### EJERCICIO BREVE
Convierte en una lista breve el párrafo del texto para leer que comienza con «Por si fuera poco el tamaño del compromiso» y conserva sus datos principales.

### TEXTO PARA LEER
• • • • •

Aparte de lo profundamente agradecido que me siento por el privilegio que se me ha otorgado, debo poner de relieve cuánto me honra, pese a la hora menguada en que me toca hacerlo, hablar ante una Asamblea Nacional que ha sido producto de una preferencia electoral auténtica. Aplomo no les ha faltado, en medio de tantos atolladeros, a los diputados que aquí, en esta Cámara, continúan haciendo vida; ni tampoco les ha faltado determinación a la hora de levantar su voz en resuelta actitud de denuncia. Mucho menos se han visto amilanados a la hora de cumplir con sus tareas como legisladores, pese a amenazas, desaires o desplantes.

Por si fuera poco el tamaño del compromiso que tengo de hablarles hoy, desde esta tribuna, me toca la singularidad de hacerlo a partir de un cambio de escenario. Un cambio dictado, como es sabido por todos, debido a la circunstancia de que la llamada “Asamblea Nacional Constituyente” prácticamente se adueñara del Hemiciclo Protocolar de este Palacio Federal Legislativo. Desde que, en 1936, se celebrara, por primera vez, esta Sesión Especial con motivo del Aniversario de la Declaración de Independencia, ningún discurso de cuantos tuvieran lugar a propósito de tal conmemoración dejó de pronunciarse en el Hemiciclo Protocolar. No hablo, desde luego, de aquellos casos en que esta ceremonia se vio interrumpida por períodos de facto, donde no hubo Congreso. Por tanto, se trata de la primera vez que así ocurre. Pero es un cambio de escenario que no disminuye en nada la dignidad ni la calidad de este acto. Tal vez, curiosamente, lo favorezca.

Lo digo si se piensa que, después de todo, fue en esta Cámara donde se libraron, durante buena parte del siglo XX, los grandes debates históricos que le concernían al país.

II

Innumerables han sido las recomendaciones formuladas con sensatez por esta Asamblea Nacional, pese a que hayan sido desatendidas. Innumerables han sido también los empeños por atajar el dudoso carácter legal que el Tribunal Supremo de Justicia, taquilla de recepción de la mera voluntad del Ejecutivo, ha pretendido conferirle a muchas decisiones y operaciones financieras promovidas por el Gobierno. Innumerables y valiosos han sido también los debates que se han registrado aquí, desde el año 2016, en procura de elaborar una serie de leyes que, si bien han caído también en oídos sordos, sirven de importante reserva para el futuro. Para el futuro que nos merecemos y que llegará.

• • • • •

### LÍNEAS PROPORCIONADAS

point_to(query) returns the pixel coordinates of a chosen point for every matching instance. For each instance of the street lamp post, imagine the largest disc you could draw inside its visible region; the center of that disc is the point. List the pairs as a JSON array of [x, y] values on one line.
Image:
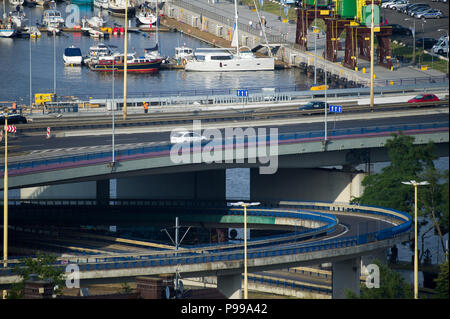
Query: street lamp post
[[414, 40], [5, 199], [446, 31], [244, 205], [416, 258]]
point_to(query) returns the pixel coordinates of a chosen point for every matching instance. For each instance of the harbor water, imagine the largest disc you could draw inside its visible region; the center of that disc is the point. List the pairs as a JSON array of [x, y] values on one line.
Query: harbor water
[[84, 83]]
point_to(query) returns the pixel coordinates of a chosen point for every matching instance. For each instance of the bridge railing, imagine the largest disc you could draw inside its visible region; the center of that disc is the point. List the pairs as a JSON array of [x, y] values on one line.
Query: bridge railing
[[193, 256], [62, 162]]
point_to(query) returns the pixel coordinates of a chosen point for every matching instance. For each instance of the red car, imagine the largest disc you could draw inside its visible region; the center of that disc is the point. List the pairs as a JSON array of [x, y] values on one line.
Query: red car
[[424, 98]]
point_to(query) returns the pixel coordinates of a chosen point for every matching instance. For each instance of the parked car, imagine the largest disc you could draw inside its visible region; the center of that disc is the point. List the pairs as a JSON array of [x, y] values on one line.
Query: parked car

• • • • •

### RESULTADO
- El discurso se pronuncia desde un escenario distinto al habitual.
- El cambio se debe a que la llamada "Asamblea Nacional Constituyente" prácticamente se adueñó del Hemiciclo Protocolar del Palacio Federal Legislativo.
- Desde 1936, cuando se celebró por primera vez esta Sesión Especial por el Aniversario de la Declaración de Independencia, todos los discursos de la conmemoración se pronunciaron en el Hemiciclo Protocolar. Se exceptúan los períodos de facto sin Congreso, en los que la ceremonia se interrumpió.
- Por tanto, es la primera vez que esto ocurre.
- El cambio no disminuye la dignidad ni la calidad del acto, y tal vez lo favorezca.